TEXT TO READ ::
────────────────

James declined, thus bringing about a slight
resuscitation of warlike operations. The Scots won a victory at
Piperden, near Berwick, in 1435 or 1436, and in the summer of 1436, when
the Princess Margaret was on her way to France to enter into her
ill-starred union with the dauphin, the English made an attempt to take
her captive. James replied by an attempt upon Roxburgh, but gave it up
without having accomplished anything, and returned to spend his last
Christmas at Perth. His twelve years in Scotland had been mainly
occupied in attempts to reduce his rebellious subjects, especially in
the Highlands, to obedience and loyalty, and he had roused much
implacable resentment. So the poet-king was murdered at Perth in
February, 1436-37, and his English widow was left to guard her son, the
child sovereign, now in his seventh year. It was probably under her
influence that a truce of nine years was made.
When the truce came to an end, Scotland was in the interval between the
two contests with the House of Douglas which mark the reign of James II.

────────────────

PROVIDED DATA ::

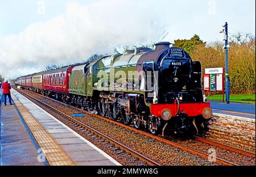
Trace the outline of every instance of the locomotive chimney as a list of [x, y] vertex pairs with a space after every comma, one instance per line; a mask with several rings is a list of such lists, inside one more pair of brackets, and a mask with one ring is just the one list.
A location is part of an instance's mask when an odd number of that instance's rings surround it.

────────────────

INSTRUCTION 1 ::
According to the passage on James I of Scotland, why was the poet-king murdered at Perth? Answer in one to three sentences.
INSTRUCTION 2 ::
State whether each statement agrees with the passage on James I of Scotland. Answer yes or no, and quote the deciding words of the passage.
(a) The Scots won a victory at Piperden, near Berwick.
(b) James captured Roxburgh.
(c) At the time of the murder, James's son was in his tenth year.
INSTRUCTION 3 ::
Continue the passage on James I of Scotland from its final sentence.
The lines above are separate material and are unrelated to the passage on James I of Scotland.

RIGHT ANSWER 1 ::
During his twelve years in Scotland, James had been mainly occupied in trying to reduce his rebellious subjects, especially in the Highlands, to obedience and loyalty. In doing so he had roused much implacable resentment, and the passage presents his murder as the result of that resentment.

RIGHT ANSWER 2 ::
(a) Yes: "The Scots won a victory at Piperden, near Berwick"
(b) No: "gave it up without having accomplished anything"
(c) No: "now in his seventh year"

RIGHT ANSWER 3 ::
William the sixth earl and his brother David had been entrapped and
beheaded by the governors of the boy king in November, 1440, and the
new earl, James the Gross, died in 1443, and was succeeded by his son,
William, the eighth earl, who remained for some years on good terms with
the king. Accordingly, we find that, when the English burned the town of
Dunbar in May, 1448, Douglas replied, in the following month, by sacking
Alnwick. Retaliation came in the shape of an assault upon Dumfries in
the end of June, and the Scots, with Douglas at their head, burned
Warkworth in July. The successive attacks on Alnwick and Warkworth
roused the Percies to a greater effort, and, in October, they invaded
Scotland, and were defeated at the battle of Sark or Lochmaben
Stone.[56] In 1449 the Franco-Scottish League was strengthened by the
marriage of King James to Marie of Gueldres.
Now began the second struggle with the Douglases. Their great
possessions, their rights as Wardens of the Marches, their prestige in
Scottish history made them dangerous subjects for a weak royal house.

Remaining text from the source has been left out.